Excerpt
[Start of section]
I suspect that given China's repeatedly expressed concerns about the value of the dollar, the move is probably about reducing medium- and long-term dollar risk exposure. The lack of medium- and long-term fiscal consolidation in the U.S. and absence of imminent work toward that end e.g., the recent budget proposal was a status quo document, is raising concern outside the U.S. The IMF has called the effort in the U.S. slower than expected. China has repeatedly expressed concerns about the value of the dollar. By itself, this move probably won't have a huge impact on the U.S. The next logical move, capping (either a hard cap, which would be more severe, or a relative cap as a % of China's overseas currency holdings) and then slowly reducing China's dollar holdings, could collide with the still prevalent status quo fiscal approach, once the imbalances associated with the structural budget deficit begin to overwhelm cyclical factors.
At this point, it remains to be seen what will trigger a genuine push for medium- and long-term fiscal consolidation in the U.S. The economy has experienced sustained growth for nearly two years now. Two fiscal commissions offered a number of concrete recommendations, all of which were ignored in the budget proposal. That the status quo budget was introduced even as numerous states are already struggling with pension/health benefit imbalances and parts of Europe experienced debt crises is quite remarkable. The complacency is almost surreal.
[End of section]
Source information
[Start of section]
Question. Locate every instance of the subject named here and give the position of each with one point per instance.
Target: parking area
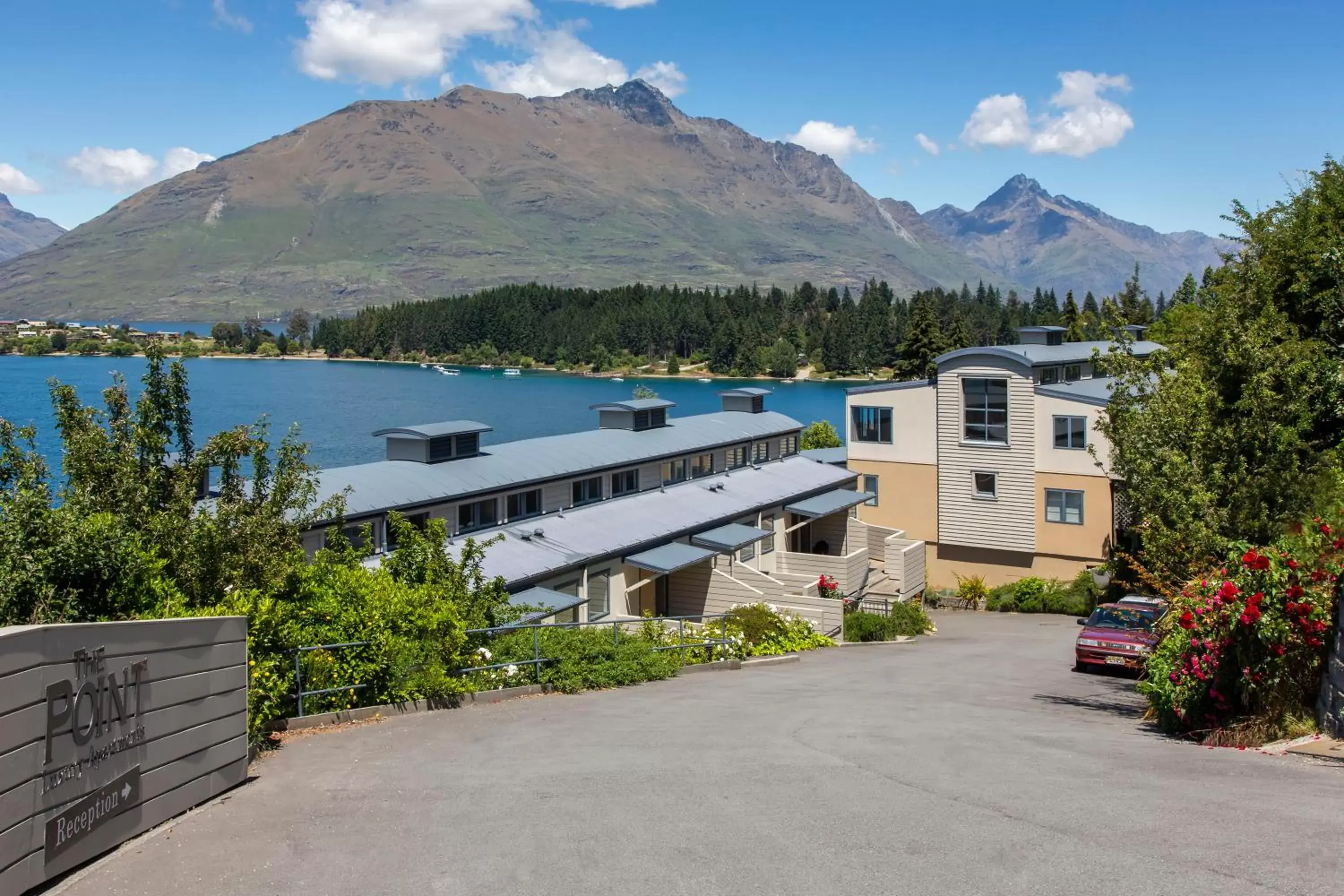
(971, 762)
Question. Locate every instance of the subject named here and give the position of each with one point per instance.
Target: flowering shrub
(1242, 650)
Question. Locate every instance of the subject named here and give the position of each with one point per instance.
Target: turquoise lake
(338, 405)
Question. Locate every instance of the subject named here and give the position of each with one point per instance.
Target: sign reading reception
(111, 728)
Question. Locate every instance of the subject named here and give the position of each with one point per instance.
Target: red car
(1116, 634)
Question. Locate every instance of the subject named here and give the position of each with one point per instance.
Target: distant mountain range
(390, 201)
(22, 232)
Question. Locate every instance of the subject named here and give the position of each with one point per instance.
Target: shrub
(972, 590)
(1242, 649)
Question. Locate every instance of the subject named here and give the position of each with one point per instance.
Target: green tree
(820, 435)
(924, 343)
(783, 359)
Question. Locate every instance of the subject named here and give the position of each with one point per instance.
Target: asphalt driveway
(972, 762)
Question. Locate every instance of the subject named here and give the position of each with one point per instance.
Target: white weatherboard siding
(1007, 523)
[End of section]
Required actions
**1)** Please list every country, region, or organization named in the commentary on China's dollar holdings.
**2)** Continue the commentary on China's dollar holdings from its last sentence.

Responses to the exercise
**1)**
- China
- U.S.
- IMF
- Europe

**2)**
IMO, aside from the first symptoms of a crisis where U.S. interest rates begin to rise appreciably due to changing risk premia (as opposed to inflation), the fiscal policy inertia in the U.S. might not be shattered unless one or more of the following occur:
1. The U.S. is given a negative outlook by the credit rating agencies (something I think will happen by the end of 2012 on the current course) and/or suffers its first downgrade in its AAA credit rating.
2. The IMF takes the U.S. to task in its next Article IV review, calling U.S. fiscal policy off course, inconsistent with the fiscal imbalances the nation changes, and warning that such an approach is increasing global credit and currency market risks.
3. The combination of foreign economy growth opportunities (competition for capital) and growing foreign worries about U.S. fiscal policy lead to the development of a persistent and appreciable trend toward reduced foreign investment in the U.S., including financing of the U.S. government.